## TASKS TO PERFORM
(1) In the motivation section, how many packages does a standard RNA-seq differential expression analysis require assembling?
(2) Quote the motivation section between "Skip to contents" and "annotation, enrichment, visualisation)", inclusive.

BEGIN EXCERPT PROVIDED

Skip to contents

Motivation

A standard RNA-seq differential expression analysis – from raw counts to publication-ready figures and enrichment results – requires assembling 6–10 packages, each with its own data structures, naming conventions, and implicit assumptions. The user is responsible for:

  • Data plumbing: converting between DESeqDataSet, DGEList, data frames, matrices, and tibbles at every interface boundary
  • Identifier management: gene IDs must be stripped, mapped, and re-mapped at each stage (DE, annotation, enrichment, visualisation)
  • State tracking: cutoffs, method settings, comparison names, and color schemes are scattered across script variables with no structured persistence
  • Visual consistency: colours, axis labels, and themes must be manually coordinated across dozens of ggplot2 calls

None of these steps involve scientific reasoning. They are engineering overhead. VISTA eliminates them.

This vignette makes that claim concrete: we perform the same analysis twice on the same data – once with standard packages, once with VISTA – and measure the difference.

END EXCERPT PROVIDED
BEGIN DATA SECTION

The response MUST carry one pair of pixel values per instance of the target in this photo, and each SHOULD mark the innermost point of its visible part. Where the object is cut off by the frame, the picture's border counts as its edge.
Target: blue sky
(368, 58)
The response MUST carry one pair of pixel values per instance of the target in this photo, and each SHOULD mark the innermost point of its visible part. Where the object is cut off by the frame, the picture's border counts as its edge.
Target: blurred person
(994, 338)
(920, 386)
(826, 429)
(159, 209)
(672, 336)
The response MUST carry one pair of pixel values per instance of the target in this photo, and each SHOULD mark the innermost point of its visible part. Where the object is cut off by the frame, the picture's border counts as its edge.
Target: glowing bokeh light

END DATA SECTION
BEGIN DATA SECTION

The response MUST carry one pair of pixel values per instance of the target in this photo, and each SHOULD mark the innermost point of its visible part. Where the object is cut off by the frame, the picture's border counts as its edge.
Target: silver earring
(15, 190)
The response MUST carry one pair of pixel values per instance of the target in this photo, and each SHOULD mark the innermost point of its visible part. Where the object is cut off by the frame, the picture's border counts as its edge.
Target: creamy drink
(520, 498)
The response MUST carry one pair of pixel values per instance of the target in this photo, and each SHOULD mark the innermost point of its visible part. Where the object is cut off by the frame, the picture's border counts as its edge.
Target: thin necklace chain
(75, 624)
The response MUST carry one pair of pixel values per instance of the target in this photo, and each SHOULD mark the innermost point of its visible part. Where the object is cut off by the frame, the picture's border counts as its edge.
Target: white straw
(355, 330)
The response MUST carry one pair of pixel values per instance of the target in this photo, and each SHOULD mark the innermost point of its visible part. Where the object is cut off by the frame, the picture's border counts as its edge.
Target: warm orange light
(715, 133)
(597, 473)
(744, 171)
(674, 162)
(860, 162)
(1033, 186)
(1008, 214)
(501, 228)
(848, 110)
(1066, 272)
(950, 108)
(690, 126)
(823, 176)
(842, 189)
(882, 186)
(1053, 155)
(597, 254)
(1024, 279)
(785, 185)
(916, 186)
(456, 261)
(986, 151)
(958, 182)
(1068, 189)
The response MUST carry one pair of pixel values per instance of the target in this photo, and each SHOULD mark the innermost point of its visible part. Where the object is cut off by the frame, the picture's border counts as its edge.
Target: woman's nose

END DATA SECTION

## RESULTS FOR THE EXERCISE
(1) It requires assembling 6–10 packages.

(2)
Skip to contents

Motivation

A standard RNA-seq differential expression analysis – from raw counts to publication-ready figures and enrichment results – requires assembling 6–10 packages, each with its own data structures, naming conventions, and implicit assumptions. The user is responsible for:

  • Data plumbing: converting between DESeqDataSet, DGEList, data frames, matrices, and tibbles at every interface boundary
  • Identifier management: gene IDs must be stripped, mapped, and re-mapped at each stage (DE, annotation, enrichment, visualisation)